▸ **YOUR GOAL**:
Extract the text of every entry below exactly; leave images out.

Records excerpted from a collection
⟨

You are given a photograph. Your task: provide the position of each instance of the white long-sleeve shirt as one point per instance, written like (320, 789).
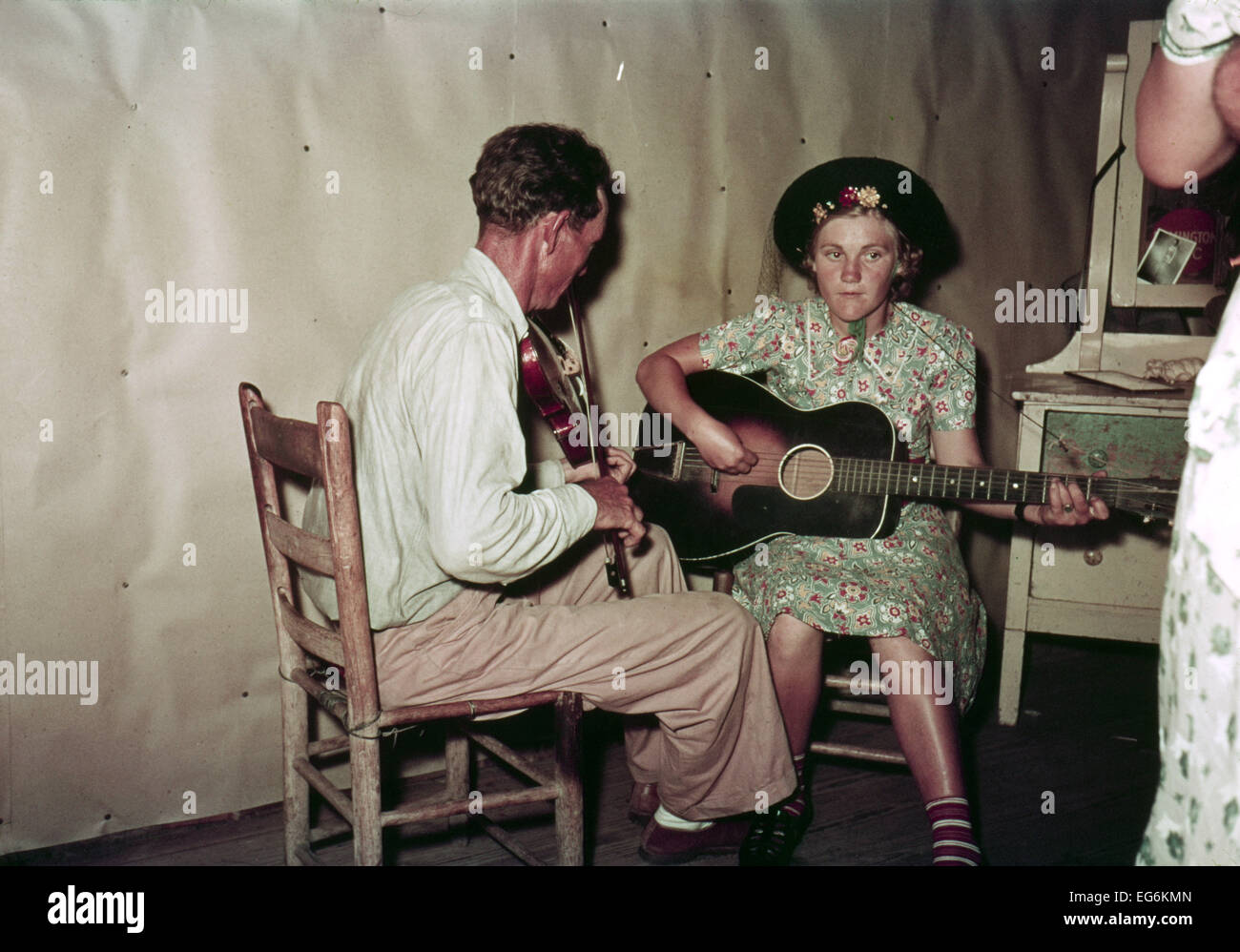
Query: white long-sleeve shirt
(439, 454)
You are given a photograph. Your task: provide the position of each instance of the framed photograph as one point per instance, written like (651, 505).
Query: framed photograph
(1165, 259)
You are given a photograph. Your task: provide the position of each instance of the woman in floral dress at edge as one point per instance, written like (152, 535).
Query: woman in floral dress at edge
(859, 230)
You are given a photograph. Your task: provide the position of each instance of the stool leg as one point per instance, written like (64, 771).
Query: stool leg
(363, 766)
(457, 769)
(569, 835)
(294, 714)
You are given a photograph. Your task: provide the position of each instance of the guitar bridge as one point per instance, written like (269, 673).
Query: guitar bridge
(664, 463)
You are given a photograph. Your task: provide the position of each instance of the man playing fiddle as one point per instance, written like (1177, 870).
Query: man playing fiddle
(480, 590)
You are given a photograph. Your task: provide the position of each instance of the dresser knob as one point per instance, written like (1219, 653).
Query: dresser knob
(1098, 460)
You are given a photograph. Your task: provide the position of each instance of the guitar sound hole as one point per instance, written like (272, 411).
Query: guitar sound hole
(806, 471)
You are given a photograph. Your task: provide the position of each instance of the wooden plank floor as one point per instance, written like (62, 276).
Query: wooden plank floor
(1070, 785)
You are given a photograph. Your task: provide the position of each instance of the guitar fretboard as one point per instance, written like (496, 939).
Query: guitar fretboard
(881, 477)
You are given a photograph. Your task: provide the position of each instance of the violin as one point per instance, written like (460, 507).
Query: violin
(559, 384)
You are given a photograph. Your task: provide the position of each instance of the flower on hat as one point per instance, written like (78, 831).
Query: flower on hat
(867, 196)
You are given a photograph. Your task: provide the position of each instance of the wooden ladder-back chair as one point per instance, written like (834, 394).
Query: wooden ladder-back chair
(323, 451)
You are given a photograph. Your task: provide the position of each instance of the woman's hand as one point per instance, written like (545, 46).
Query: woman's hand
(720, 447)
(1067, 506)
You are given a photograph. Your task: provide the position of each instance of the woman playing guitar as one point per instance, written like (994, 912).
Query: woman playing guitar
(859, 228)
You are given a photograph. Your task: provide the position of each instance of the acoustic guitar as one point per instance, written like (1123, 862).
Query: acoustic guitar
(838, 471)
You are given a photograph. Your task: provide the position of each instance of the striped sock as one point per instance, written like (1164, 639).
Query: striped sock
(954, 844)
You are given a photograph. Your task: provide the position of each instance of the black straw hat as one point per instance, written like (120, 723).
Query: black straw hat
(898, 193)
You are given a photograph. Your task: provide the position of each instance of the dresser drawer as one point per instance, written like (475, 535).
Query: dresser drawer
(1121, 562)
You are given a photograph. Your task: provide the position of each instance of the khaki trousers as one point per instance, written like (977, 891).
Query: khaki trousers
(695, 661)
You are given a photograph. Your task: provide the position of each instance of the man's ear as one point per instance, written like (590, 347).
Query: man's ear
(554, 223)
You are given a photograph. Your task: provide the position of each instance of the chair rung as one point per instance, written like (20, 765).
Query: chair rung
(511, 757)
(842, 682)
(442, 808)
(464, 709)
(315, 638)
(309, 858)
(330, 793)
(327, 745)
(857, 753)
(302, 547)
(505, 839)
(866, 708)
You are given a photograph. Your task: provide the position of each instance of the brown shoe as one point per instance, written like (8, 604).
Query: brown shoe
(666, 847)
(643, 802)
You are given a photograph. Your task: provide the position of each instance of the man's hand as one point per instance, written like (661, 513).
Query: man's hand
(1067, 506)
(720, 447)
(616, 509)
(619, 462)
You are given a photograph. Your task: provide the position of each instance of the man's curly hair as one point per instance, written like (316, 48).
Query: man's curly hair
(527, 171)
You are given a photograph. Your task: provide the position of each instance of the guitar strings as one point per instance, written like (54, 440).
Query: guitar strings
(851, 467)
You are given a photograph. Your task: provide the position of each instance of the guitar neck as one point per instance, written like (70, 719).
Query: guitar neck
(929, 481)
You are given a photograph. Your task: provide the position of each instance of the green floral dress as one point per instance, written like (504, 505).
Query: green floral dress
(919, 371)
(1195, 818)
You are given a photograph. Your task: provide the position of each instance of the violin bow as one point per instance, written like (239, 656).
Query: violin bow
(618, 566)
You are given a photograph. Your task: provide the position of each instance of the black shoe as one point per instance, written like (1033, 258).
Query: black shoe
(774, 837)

⟩

▸ **TASK OUTPUT**:
You are given a photograph. Your task: provide the position of each instance of the white long-sleeve shirt as one point per instance, written like (320, 789).
Query: white long-sleeve shirt
(439, 454)
You are given a photograph. Your task: provide the position of each instance of the framed photograph as one point per instance, written like (651, 505).
Query: framed photograph
(1165, 259)
You are given a photograph. Your task: provide the position of each instance of the woman in floral dress at edge as one point per instance, written like (152, 535).
Query: woman in floral dress at edge
(859, 230)
You are given a photograph. Your task: provide the position of each instance of the stool leg as one point per instance, written like (64, 771).
Query: stool leg
(363, 766)
(457, 769)
(569, 835)
(294, 714)
You are given a photograph. Your task: provide the position of each instance of the guitar bridge as one point per instance, written like (269, 673).
Query: guitar bridge
(664, 463)
You are given a photograph. Your task: provide the position of each instance of the man playing fiddle as one point per instance, written like (1177, 870).
Query: man playing fiddle
(480, 590)
You are given a photograph. Your task: provide the position of each instance of the dresser knob as one point per instance, written like (1219, 653).
Query: dresser knob
(1098, 460)
You are given a photograph. Your task: provide the position of each instance of the guitar sound hole as one point per instance, written like (272, 411).
Query: guitar sound hole
(806, 471)
You are given a photograph. Your task: provide the position of each instance of the wooden plank floor as one point per instance, written like (62, 276).
Query: wooden plank floor
(1070, 785)
You are given a photograph. Your task: provide the position of each instance of the guitar fretboard as one point per instance, written like (496, 939).
Query: guitar fretboard
(881, 477)
You are given a photograph. Your task: provide the position of each instance of the violin as one point per instance, written like (460, 507).
Query: violin
(559, 384)
You are given a photograph. Your task: provide the position of each instance of the flower on hat as one point per instance, written like (78, 831).
Query: flower on hat
(867, 196)
You are given a photograph. Your task: provide the position of each instance of the wooden ladder-back chair as one point per instance, written like (834, 394).
Query: wooden ladder-back chair
(323, 451)
You are given a photograph. Your task: provide the position of each instance of the woman's hand as one point per instance, written like (545, 46).
Query: woman's hand
(720, 447)
(1067, 506)
You are given a photograph. Your task: provide the position of each instance of the woman playing guitar as one point per instance, written like (994, 912).
Query: woman playing guitar
(859, 228)
You are given a photograph. Your task: provide the position of each instance of the acoustic guitar as one point per instance, written like (1123, 862).
Query: acoustic guitar
(838, 471)
You are given a photograph. Your task: provide the position of each instance of the striped sock as one point per instance, written like (1164, 639).
Query: striped sock
(954, 844)
You are given a photograph. Your task: provide the position of each instance of the black straw hat as one point per instance, written like (120, 723).
Query: black straw hat
(898, 193)
You are given a photograph. Your task: provide the position of each instance of the dresser drawer as one point per instance, written like (475, 535).
Query: dresser drawer
(1121, 562)
You are given a photograph. Your task: provide the position of each instance of the khaki trousers as one point per instance, written like (977, 891).
Query: khaki trousers
(695, 661)
You are given a photograph. Your task: provide the position of each instance of the man's ear as one point per instance, written like (590, 347).
Query: man's ear
(554, 223)
You are given a photograph. Your task: provide the position of each instance of the chair rung as one point per instance, written like (20, 765).
Query: chair rung
(511, 757)
(842, 682)
(442, 808)
(464, 709)
(315, 638)
(309, 858)
(330, 793)
(327, 745)
(857, 753)
(302, 547)
(505, 839)
(866, 708)
You are given a photograph. Your task: provide the position of each instance of the brown shoe as one point per instance, written like (8, 604).
Query: brown shoe
(666, 847)
(643, 802)
You are given a photograph. Your task: provide the position of each instance of the man's hand as one point per instance, written like (661, 513).
Query: man's hand
(1067, 506)
(720, 447)
(616, 509)
(619, 462)
You are given a photograph. Your task: provide the position of each instance of the man's curly hair as one point per instance, written like (316, 48).
Query: man's curly hair
(527, 171)
You are given a photograph. Your task: provide the position of each instance of the guitar strings as one point per instance, written like (54, 440).
Query: guitar strings
(851, 467)
You are given a photograph. Your task: provide the position of each instance of the guitar neck as one point per instance, written like (70, 719).
Query: guitar neck
(929, 481)
You are given a photograph. Your task: provide the position of each instance of the green floral dress as one point per instance, written like (504, 505).
Query: green floral dress
(919, 371)
(1195, 818)
You are given a photograph. Your task: provide the position of each instance of the violin bow as one point per instance, written like (239, 656).
Query: violin bow
(618, 566)
You are given a photograph. Your task: provide the position of each instance of the black shoe as one point per instance, written like (1033, 258).
Query: black shoe
(774, 837)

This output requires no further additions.